== Passage shown ==
Friday, June 27, 2008

Regular Season, Week 1

I want to thank everyone who offered a word of encouragement and prayer for me after my last post. I'm very grateful for you all.

It seems like such a long time since last week, as I have played three major concerts, one worship concert, CHOPs, four chapels, one session of "jazz on the beach," and in one recital concert since last Saturday. But more than that, I'm feeling very different than I did last week when I wrote. God showed some amazing faithfulness and gave me an extra measure of grace this week--so much, in fact, that I hardly know where to begin.

Last Saturday, we had our first concert. Although I spent a good amount of time practicing for it, I wasn't really sure of myself. I thought I would be scared, nervous, and shaking the entire time. But I wasn't. I felt relaxed and determined to nail every last rhythm, note and fill. Before one tune I remember sitting at my kit and literally staring at my hands, wondering why they weren't shaking. The concert went by in a blur, but somehow during that hour and a half I found myself actually having fun and enjoying the music.

Since then I have felt much better in rehearsals. I feel more comfortable around the other music staff people as I have come to know them better, and found some really amazing people in this group. I have also received some very meaningful encouragement from Dr. John, the director, as well as several other music staff people regarding my playing. I'm beginning to relax and realize that I actually know what I'm doing and can be an asset to this staff of musicians.

Last Thursday night, we had our weekly recital concert where music staff members play solos, duets, small ensemble pieces (we had a string quintet and a brass quintet play). And of course, every recital concert ends with an offering from the jazz combo. I was sitting back during the recital listening to this incredible music being played by some of the most talented musicians I have been around and thinking, "Wow. I'm getting paid for this." Then it was my turn to play with the jazz combo, and we did a fun rendition of a Thelonious Monk tune called “Well, You Needn’t.” I actually felt like I belonged on the stage. It was a good time.

On Friday, we had our first impromptu "jazz on the beach" session. This is where the jazz combo sets up on a beautiful stone patio that overlooks the beach and call out tunes to play for an hour. Of course, I don't know as many tunes some of these players, I have found that God again has been preparing me for I need to do. I have my trusty Real Book, and through the hours and hours of playing piano, guitar, bass, and my good ol' sightsinging/eartraining classes, I have found myself being able to look over tunes quickly and hear a rough version in my head before I play. I'm really excited for this part of my week, as I will be learning a huge repertoire of jazz tunes.

This week at "jazz on the beach" we had the pleasure of having Walt, an elderly guest join us on keys. He had been asking when we were gonna play all week, although he was worried that he wouldn't know any of the tunes that we play, because he was "two generations behind us." But we let him call the tunes and he had a blast. Every time it was his turn to solo, he would usually just comp and sing the melody as loud as he could. He knew every word. At the end, he was so thankful to us for playing with him. It was obvious that this is a big reason why he comes to camp.
===
== Information given ==
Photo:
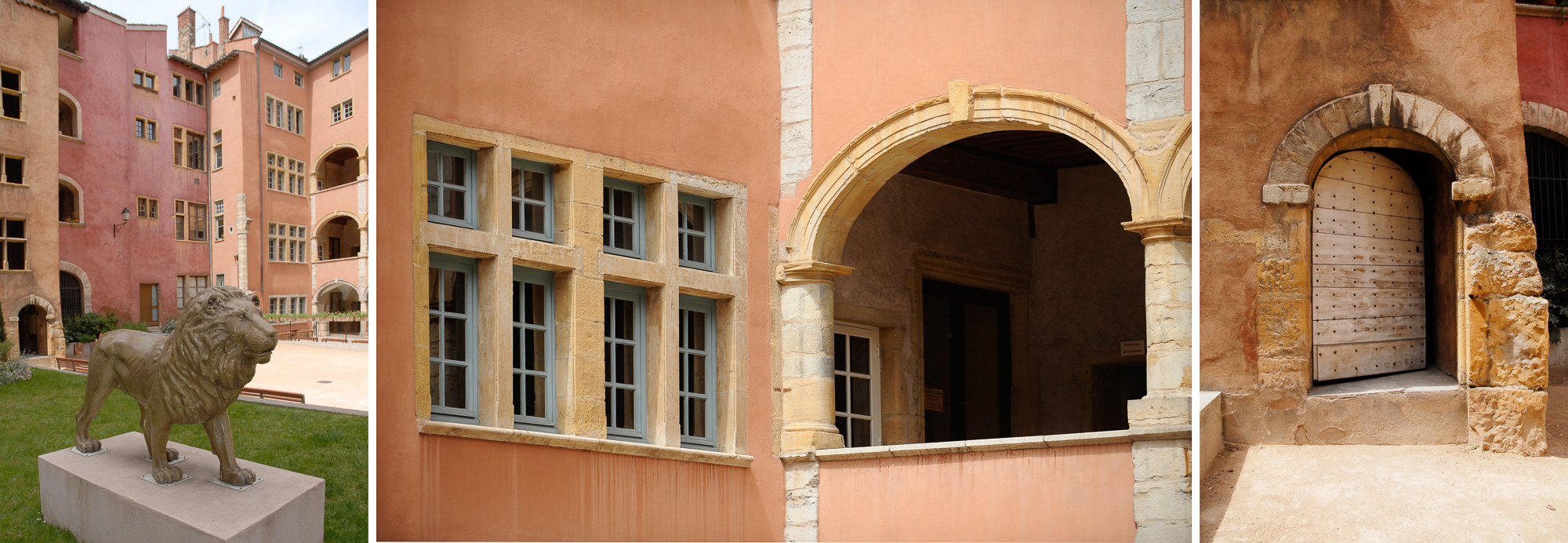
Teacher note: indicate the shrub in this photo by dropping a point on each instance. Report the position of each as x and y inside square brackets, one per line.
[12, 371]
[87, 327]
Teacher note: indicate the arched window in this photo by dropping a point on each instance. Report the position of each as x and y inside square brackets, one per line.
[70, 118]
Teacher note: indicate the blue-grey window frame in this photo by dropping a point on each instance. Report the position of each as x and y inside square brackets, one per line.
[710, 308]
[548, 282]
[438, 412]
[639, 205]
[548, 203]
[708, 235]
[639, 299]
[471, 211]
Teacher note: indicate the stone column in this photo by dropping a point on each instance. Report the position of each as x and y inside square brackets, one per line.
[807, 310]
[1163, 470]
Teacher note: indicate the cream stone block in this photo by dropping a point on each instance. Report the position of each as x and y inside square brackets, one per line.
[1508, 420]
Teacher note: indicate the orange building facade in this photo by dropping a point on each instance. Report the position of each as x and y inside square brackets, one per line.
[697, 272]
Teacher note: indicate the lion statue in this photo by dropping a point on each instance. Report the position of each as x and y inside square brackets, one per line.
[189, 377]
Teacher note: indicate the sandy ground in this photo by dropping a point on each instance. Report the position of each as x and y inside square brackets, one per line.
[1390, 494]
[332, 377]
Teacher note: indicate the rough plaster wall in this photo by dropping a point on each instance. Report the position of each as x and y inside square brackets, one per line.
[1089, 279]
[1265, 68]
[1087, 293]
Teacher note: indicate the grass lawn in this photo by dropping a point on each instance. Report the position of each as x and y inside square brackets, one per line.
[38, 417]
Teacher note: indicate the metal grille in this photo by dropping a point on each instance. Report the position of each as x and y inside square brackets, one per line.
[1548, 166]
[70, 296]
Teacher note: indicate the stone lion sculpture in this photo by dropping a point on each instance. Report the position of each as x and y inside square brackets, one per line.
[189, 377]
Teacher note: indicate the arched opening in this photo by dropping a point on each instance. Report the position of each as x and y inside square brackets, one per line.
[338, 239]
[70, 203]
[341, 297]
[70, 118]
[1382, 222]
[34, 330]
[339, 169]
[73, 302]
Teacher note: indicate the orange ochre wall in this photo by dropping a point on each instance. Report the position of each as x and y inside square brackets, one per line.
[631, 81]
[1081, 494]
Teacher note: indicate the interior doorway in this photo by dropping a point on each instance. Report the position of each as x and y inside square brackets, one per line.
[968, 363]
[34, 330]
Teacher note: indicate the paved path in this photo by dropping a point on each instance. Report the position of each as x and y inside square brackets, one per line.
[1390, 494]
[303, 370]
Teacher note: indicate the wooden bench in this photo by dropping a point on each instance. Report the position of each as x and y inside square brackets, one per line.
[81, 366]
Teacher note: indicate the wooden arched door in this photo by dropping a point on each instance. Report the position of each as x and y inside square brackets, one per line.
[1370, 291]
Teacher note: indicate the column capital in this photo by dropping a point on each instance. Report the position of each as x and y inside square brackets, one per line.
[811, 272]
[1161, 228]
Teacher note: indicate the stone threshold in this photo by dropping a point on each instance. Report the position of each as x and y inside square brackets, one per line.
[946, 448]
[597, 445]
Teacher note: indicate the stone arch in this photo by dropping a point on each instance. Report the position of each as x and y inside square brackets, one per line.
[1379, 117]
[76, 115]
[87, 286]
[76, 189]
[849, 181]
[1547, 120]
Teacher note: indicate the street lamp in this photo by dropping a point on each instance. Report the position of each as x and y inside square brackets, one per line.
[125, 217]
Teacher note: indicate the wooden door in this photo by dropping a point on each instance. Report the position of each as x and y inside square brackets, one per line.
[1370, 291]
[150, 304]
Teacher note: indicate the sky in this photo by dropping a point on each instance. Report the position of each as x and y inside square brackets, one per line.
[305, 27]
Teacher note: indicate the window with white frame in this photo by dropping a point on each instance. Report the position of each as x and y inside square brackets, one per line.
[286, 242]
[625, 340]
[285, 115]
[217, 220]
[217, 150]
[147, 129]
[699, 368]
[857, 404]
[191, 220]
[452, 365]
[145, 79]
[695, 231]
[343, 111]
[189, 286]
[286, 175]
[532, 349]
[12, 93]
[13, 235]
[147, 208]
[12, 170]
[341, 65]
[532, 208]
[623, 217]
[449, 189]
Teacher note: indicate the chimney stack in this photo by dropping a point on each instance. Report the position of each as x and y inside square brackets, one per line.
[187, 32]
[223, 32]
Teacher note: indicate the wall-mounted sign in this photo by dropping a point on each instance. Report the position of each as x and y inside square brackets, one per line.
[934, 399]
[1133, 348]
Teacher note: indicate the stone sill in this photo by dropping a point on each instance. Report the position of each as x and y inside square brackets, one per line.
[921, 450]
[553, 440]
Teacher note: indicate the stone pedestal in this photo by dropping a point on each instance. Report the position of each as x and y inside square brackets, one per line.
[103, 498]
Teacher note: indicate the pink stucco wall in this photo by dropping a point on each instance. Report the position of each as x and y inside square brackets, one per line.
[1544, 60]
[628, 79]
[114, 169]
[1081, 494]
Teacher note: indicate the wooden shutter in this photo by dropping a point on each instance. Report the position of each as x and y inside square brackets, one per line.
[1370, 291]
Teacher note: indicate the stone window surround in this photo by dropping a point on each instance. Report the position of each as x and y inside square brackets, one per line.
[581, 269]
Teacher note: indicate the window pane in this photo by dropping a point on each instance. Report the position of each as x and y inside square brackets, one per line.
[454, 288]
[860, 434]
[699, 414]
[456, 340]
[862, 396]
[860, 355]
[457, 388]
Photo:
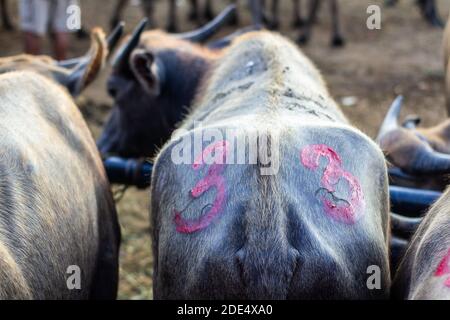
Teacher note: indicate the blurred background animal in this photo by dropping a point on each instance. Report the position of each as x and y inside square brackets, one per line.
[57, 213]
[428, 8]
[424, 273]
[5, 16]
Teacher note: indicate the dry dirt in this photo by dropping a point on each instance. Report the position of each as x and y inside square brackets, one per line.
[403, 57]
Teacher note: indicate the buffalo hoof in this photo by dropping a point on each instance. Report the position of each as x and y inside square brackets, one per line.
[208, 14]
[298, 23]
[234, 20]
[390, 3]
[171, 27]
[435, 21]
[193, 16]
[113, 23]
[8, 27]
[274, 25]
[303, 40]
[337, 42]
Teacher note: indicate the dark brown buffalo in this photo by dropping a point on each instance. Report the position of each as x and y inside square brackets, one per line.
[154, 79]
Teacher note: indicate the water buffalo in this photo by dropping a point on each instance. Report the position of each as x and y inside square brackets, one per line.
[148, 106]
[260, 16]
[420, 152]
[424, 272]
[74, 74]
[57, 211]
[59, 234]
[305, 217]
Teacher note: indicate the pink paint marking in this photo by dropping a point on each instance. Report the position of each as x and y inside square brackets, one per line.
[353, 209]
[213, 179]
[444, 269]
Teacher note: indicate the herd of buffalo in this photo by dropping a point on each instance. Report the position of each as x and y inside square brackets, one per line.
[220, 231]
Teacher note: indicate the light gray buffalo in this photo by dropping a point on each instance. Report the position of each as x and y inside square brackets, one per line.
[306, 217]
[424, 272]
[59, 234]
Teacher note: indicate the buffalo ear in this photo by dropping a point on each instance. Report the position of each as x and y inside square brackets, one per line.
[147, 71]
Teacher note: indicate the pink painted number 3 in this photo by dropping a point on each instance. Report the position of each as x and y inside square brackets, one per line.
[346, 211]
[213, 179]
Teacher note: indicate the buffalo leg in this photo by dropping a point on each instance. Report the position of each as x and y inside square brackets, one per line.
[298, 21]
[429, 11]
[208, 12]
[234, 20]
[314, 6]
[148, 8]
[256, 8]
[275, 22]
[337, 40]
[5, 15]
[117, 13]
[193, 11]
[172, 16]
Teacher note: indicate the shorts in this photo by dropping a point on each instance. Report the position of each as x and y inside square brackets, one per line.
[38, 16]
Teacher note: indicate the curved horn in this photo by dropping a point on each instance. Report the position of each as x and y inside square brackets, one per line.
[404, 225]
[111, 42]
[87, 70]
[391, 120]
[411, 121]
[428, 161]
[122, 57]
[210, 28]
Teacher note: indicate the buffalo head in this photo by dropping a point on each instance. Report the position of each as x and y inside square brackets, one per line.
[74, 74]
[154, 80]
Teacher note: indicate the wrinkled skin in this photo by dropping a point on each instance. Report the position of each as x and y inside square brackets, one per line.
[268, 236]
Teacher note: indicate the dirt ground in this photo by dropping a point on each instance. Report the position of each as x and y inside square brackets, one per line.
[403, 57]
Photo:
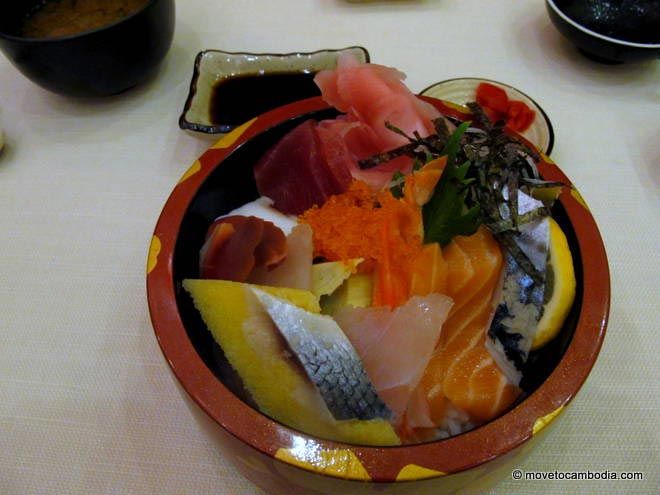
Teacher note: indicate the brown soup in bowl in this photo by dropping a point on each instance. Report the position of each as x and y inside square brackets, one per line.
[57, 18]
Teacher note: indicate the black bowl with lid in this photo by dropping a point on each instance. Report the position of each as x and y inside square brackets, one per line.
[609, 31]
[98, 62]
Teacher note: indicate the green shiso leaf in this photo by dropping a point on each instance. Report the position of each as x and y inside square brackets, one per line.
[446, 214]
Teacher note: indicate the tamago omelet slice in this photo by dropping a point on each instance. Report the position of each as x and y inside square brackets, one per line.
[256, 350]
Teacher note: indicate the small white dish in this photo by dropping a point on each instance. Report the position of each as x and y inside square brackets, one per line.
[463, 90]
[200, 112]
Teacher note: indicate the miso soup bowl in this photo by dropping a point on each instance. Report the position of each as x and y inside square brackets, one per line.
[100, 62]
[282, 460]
===
- [Exercise description] Can you carry the blog post about a first week on a camp's music staff forward from its final sentence? This data comes from a separate source and is unrelated to the blog post.

- [Solved exercise]
Now I am sitting here having completed my first Friday/Saturday consecutive concert weekend, and I feel really good about the way I played. At this weekend's concerts, I played on every song but one (that's eight of nine pieces, including one suite of excerpts from seven selections from the musical "Camelot"). I'm exhausted, but really excited about playing here for the rest of the summer. Tonight my fellow percussionist, our bassist, and I did a really cool version of "Black Orpheus" for vibraphone trio. Tyler, the vibes player, is AMAZING. I'm really hoping to get some free informal lessons from his this summer. I think I've learned more in the past week about playing jazz than I have in my entire life before this. I remember earlier this year longing to play with some really amazing jazz musicians that I could interact with and could teach me to interact with more sensitivity and musicality. God has not only met that need, but surpassed what I ever hoped for.

Right now I'm incredibly thankful to the Lord for the way he has allowed me to get comfortable with myself here and given me the grace I need to relax and stop thinking about myself. Right now I am just praying that he will continue to sustain me and help me to continue improving for the rest of the summer.

2 comments:

CarterB said...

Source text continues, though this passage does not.